## Text extract
※

Poetry, scikit-learn Interface, Machine Learning, and Craft Annotation
My Life
From Srd:
They asked how’s my life, I stoped breathing for a while and said in my head,
“This is my life….”
This is exactly what Watts is talking about, with change and perspective, anxiety and flow. Poets get it, how change works, how perspective works.
Interfaces
Designing any software requires focusing on strong interfaces that are easy to understand and extend. This coincides with pushing details deeper into modules.
Scikit-Learn Interfaces
Because of scikit-learn’s popularity and use for very different types of users in a complex domain, it has a lot to teach us. The focus of the project is to be a library, rather than a domain-specific language, embracing generic interface concerns. The scope of the project includes leaning algorithms, model evaluation, model selection, and preprocessing tasks. The project has stayed focused on the library, avoiding graphical interfaces and command-line interfaces.
[Buitinck, 2013]
Estimators
Estimators generally implement the fit function to set them up. Other machine learning tasks such as feature extraction are implemented as estimators. Hyper-parameters are named for easier composition and exposed as public attributes. Constructors do not take data and do not perform learning. After training, parameters are exposed as public attributes with a trailing underscore such as coef_ for learned coefficients in a linear model. Fit returns the estimator object it was called on, again for composition.
[Buitinck, 2013]
Extension
Scikit-learn can be extended by implementing the same interface as core estimators. This means using fit, predict, and similar functions. These tools can be used in pipelines or in grid search. New classes are not tied to scikit-learn, it is a library rather than a framework. Users wanting a banana should not get the gorrila and the entire jungle with it.
[Buitinck, 2013]
Meta
A meta estimator combines estimators, such as with ensemble learning. In this case, a decision tree can be used for the ensemble model. Multiclass and multilabel classifiers are composed from binary classifiers. This is how logistic regression can be transformed into a multiclass model.

※

## Extracted entries
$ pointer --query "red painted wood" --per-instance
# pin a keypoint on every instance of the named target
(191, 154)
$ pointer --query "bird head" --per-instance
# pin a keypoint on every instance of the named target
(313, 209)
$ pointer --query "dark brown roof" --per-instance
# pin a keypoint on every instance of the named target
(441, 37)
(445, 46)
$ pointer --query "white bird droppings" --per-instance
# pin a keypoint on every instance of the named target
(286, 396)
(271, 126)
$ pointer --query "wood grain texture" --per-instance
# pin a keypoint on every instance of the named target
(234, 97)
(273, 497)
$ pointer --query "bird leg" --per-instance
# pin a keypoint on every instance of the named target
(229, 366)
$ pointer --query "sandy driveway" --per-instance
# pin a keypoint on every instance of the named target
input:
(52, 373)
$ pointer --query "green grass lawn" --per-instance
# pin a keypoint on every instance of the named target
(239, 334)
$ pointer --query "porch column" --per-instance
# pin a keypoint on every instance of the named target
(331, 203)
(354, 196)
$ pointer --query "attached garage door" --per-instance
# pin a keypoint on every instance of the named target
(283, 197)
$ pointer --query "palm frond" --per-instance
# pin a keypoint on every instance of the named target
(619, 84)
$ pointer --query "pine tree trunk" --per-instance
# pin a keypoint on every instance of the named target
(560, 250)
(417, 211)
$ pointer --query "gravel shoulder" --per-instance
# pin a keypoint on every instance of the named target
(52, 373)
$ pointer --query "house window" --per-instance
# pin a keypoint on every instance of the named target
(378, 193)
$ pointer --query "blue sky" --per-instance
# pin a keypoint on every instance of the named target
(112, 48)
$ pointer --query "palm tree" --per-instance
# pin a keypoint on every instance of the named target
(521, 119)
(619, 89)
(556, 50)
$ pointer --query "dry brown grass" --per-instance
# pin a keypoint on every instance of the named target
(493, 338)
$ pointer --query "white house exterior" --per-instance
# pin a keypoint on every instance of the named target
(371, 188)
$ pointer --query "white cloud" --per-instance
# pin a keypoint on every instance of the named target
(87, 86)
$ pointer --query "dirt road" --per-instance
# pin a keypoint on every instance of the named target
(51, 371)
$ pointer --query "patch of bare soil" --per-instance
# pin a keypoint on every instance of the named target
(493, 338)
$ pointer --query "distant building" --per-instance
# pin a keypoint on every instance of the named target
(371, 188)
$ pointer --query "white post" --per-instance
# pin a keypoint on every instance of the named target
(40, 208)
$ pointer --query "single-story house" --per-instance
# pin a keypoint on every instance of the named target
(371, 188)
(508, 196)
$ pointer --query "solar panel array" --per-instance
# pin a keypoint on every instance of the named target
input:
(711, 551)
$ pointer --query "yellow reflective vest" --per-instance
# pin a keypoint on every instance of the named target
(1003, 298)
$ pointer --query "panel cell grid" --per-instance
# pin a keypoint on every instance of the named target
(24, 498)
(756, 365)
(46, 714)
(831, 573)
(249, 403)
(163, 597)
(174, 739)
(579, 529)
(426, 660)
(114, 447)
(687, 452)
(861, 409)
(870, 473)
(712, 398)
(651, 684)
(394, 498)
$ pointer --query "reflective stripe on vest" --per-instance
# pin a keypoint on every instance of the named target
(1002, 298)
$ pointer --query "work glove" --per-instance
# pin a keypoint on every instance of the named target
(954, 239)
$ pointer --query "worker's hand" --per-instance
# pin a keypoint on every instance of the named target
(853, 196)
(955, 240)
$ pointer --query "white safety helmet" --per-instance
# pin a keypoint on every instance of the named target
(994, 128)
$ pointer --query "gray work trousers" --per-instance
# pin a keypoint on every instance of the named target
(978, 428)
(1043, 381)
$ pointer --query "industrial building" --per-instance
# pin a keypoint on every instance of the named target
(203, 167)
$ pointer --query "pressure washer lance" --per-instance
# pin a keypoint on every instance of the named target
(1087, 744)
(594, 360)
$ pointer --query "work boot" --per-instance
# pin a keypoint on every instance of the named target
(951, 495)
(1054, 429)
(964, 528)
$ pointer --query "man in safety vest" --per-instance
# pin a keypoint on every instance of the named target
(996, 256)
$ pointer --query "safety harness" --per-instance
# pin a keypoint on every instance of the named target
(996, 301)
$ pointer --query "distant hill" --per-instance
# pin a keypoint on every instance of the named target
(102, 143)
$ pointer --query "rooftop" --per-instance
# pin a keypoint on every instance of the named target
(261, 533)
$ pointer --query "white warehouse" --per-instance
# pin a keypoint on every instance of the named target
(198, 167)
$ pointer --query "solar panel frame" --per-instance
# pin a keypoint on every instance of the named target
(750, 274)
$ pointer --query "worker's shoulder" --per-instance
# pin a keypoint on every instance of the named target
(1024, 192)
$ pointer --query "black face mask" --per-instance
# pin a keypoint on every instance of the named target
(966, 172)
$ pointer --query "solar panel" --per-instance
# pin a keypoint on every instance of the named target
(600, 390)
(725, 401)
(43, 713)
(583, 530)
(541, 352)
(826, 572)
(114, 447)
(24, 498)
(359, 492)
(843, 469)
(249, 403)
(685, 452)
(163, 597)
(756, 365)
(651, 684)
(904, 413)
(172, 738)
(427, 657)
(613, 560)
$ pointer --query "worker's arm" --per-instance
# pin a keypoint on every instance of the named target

※

## Problems
**A)** Write out the passage of the blog post above between "Scikit-Learn Interfaces" and "and command-line interfaces.", inclusive.
**B)** Which section headings appear under the title of the blog post above? List all of them.
**C)** Answer these questions from the blog post above:
(i) What is appended to the names of parameters exposed as public attributes after training?
(ii) From what are multiclass and multilabel classifiers composed?
(iii) Which two kinds of interface has the project avoided?

## Full answers
**A)**
Scikit-Learn Interfaces
Because of scikit-learn’s popularity and use for very different types of users in a complex domain, it has a lot to teach us. The focus of the project is to be a library, rather than a domain-specific language, embracing generic interface concerns. The scope of the project includes leaning algorithms, model evaluation, model selection, and preprocessing tasks. The project has stayed focused on the library, avoiding graphical interfaces and command-line interfaces.

**B)**
My Life
Interfaces
Scikit-Learn Interfaces
Estimators
Extension
Meta

**C)**
(i) A trailing underscore, as in coef_.
(ii) Binary classifiers.
(iii) Graphical interfaces and command-line interfaces.